▶ [Written problem a]:
In the hockey game write-up, which player failed concussion protocol and left the game?

▶ [Text block]:
My favorite part of that graph is how the dots representing the two power play goals by the second unit don’t even quite fit in the time they were given (i.e. the purple blocks). I don’t need to rehash my Spezza on the Second Unit spiel, but I found his primary assist to Roope Hintz a beautiful bit of poetic justice, or maybe just poetry. There wasn’t a lot of justice being doled out in this one, in the conventional sense.

On the Coyotes’ second goal, Roman Polák tipped the puck past Bishop. The Arizona broadcast absolutely went off on Polák’s tip being completely needless and reckless, and I have to say, it was weird to see that portion of hockey Twitter grabbing the microphone for a second. The ‘Yotes color commentator (whom you can look up but I won’t name) did not, however, mention the weak along the boards by Jamie Oleksiak to lose the puck battle, which was just as much an issue for me as Polák’s ill-advised stick wave (not to mention Ritchie’s positioning at the point to allow the shot to get through). Maybe I’m just so hypersensitive to large players getting the benefit of the doubt in Dallas the last couple of years that I’ve overcompensated in how I watch games, but those sorts of things really grind my gears. Still, every team has a third pairing of defensemen, and you learn to love them or live with them all, eventually. Take Kevin Connauton, for instance! Or don’t. He’s not on waivers right now, so you can’t, but I still enjoy watching him play after his stint in Dallas. Hockey players are fascinating.

As the game wore on, Darcy Kuemper’s glove hand was becoming more annoying. Any time Kuemper is the goalie shutting you down, you know you probably have more work to do, and the Stars seemed determined to do just that. The only thing about #efforting is that, well, you can’t just go full Charlie Kelly sometimes, you know? Gotta show some good judgment every now and then, no matter what identity has been fed to you by others.

I’m speaking, of course, of the Ritchie boarding major on Alex Goligoski, who failed concussion protocol and left the game. Even if you don’t think it deserved a game misconduct, it was doubtless a foolish play by Ritchie to get his stick in Goligoski’s skates and not pulling up at all. Anyway, since Goligoski left the game, it’s only fair that Ritchie did as well. However, it’s also worth noting that we all probably view this way differently since we’re talking about a depth player as opposed to a top scorer. We all have our double standards, and if that’s Tyler Seguin or someone whose knee bangs Goligoski’s head off the boards, we’d be flush with excuses. Instead, it’s the Stars’ PIM machine himself, so we react predictably.

But in yet another counterintuitive turn, the five-minute major on Ritchie turned into momentum for the Stars. It was really three minutes of a great kill in all respects, then Mattias Janmark drew a (totally nonexistent) penalty to negate the remainder on a rush up the ice. Things started to spiral here for the paw patrol, as a delay of game penalty a a standard Klingberg-Seguin-Benn power play set saw a Klingberg point shot thread the needle to make it 2-2. Have we started taking John Klingberg for granted yet this year? It feels like sometimes that has happened. It ought not to happen.

▶ [Data for the task]:
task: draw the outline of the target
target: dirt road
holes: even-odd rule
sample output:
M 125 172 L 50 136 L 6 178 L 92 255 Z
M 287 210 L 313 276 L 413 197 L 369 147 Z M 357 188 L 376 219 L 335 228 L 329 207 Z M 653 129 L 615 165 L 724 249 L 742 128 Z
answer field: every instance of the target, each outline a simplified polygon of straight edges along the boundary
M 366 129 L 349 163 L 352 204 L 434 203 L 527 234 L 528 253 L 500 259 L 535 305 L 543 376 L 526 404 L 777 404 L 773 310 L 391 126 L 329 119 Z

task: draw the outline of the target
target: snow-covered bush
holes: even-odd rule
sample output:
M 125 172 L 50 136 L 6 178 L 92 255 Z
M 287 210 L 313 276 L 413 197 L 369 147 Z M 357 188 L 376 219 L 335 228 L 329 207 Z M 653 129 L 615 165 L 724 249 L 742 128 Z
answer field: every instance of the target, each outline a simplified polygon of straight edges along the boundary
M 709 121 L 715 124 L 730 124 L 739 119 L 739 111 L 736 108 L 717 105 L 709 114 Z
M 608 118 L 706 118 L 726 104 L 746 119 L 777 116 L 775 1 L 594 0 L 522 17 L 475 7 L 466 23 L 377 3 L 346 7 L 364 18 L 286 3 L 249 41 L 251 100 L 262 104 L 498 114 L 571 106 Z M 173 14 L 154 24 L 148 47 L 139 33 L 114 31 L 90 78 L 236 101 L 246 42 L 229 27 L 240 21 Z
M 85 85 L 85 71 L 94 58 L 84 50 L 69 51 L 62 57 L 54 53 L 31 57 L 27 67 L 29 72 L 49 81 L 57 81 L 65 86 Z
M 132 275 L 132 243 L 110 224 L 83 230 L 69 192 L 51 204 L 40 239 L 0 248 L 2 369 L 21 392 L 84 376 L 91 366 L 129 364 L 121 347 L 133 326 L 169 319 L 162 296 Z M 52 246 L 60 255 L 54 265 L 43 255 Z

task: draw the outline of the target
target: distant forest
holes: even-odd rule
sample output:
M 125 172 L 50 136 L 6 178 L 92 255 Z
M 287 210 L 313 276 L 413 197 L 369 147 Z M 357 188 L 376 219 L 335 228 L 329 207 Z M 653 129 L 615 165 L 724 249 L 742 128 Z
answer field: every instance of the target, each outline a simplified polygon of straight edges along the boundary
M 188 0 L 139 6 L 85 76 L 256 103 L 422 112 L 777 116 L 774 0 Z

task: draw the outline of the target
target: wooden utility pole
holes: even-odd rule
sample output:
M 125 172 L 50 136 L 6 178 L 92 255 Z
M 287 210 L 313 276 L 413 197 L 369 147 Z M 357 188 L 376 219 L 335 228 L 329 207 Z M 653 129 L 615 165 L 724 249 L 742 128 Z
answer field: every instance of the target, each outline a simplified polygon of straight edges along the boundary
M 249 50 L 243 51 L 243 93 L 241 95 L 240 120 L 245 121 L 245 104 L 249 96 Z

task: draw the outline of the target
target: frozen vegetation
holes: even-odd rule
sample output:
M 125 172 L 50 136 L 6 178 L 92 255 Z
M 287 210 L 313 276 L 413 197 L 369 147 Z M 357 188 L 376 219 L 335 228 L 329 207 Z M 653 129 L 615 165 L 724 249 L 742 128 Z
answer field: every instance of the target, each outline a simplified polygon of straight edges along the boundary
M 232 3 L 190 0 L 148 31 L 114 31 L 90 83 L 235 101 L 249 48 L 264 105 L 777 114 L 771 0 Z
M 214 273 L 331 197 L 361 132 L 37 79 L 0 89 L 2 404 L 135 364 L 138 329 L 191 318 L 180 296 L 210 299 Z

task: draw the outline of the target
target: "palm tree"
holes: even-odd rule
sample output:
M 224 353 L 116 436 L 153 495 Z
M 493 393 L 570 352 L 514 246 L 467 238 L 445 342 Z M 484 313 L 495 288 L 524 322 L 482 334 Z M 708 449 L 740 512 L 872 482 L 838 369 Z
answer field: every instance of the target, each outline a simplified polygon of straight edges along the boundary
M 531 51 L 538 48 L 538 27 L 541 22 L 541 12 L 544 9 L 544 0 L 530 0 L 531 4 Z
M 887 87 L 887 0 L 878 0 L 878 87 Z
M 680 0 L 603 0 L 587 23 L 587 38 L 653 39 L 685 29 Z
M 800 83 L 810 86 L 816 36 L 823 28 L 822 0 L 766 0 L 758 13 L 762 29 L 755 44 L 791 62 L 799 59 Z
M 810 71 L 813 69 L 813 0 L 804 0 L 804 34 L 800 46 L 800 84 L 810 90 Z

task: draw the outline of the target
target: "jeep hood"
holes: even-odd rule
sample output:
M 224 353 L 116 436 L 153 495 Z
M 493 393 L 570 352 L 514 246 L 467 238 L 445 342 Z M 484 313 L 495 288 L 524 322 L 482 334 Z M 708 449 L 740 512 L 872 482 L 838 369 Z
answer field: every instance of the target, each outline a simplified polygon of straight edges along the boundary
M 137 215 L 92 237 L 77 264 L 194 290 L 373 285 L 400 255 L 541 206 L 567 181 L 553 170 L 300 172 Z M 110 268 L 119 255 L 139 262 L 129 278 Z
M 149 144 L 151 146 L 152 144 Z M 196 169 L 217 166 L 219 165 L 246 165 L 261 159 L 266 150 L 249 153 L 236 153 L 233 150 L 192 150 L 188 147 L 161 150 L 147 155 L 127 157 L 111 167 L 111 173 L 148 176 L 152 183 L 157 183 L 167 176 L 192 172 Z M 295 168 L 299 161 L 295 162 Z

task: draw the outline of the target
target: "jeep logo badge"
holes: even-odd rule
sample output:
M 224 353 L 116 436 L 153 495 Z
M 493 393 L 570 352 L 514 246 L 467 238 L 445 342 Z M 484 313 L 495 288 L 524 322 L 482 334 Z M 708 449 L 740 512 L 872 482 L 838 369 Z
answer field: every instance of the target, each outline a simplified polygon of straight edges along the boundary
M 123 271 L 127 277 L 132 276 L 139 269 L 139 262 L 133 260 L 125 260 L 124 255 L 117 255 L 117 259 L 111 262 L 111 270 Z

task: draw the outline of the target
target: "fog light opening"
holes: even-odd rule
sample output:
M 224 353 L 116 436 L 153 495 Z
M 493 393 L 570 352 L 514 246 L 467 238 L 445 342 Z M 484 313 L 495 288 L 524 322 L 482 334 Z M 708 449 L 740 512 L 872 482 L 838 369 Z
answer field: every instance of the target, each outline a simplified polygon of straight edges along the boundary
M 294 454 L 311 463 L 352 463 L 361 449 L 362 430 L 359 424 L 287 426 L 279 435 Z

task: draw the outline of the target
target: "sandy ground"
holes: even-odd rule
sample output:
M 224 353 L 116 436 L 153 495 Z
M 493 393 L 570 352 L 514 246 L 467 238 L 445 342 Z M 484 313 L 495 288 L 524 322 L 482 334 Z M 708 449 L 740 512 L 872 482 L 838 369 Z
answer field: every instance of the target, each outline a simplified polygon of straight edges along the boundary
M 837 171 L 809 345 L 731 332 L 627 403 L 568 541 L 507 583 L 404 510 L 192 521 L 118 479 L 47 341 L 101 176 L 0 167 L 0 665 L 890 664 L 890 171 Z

▶ [Written problem b]:
Gather each line in the rows that contains the word "jeep".

▶ [Written answer a]:
Alex Goligoski

▶ [Written answer b]:
target: "jeep hood"
target: "jeep logo badge"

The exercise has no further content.